▼
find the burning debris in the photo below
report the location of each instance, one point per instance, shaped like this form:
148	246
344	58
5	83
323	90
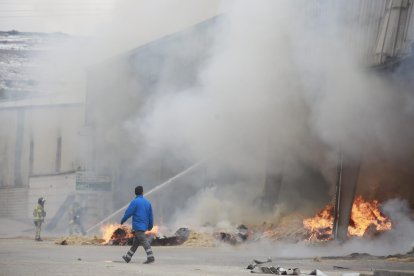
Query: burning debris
▲
- Task statement -
Give again exactly the lines from the one holding "report the location" to the final line of the records, both ends included; any pictures stay out.

- Response area -
report the location of each instance, one point per instance, shaped like this form:
148	246
344	58
5	83
323	90
Query: burning debris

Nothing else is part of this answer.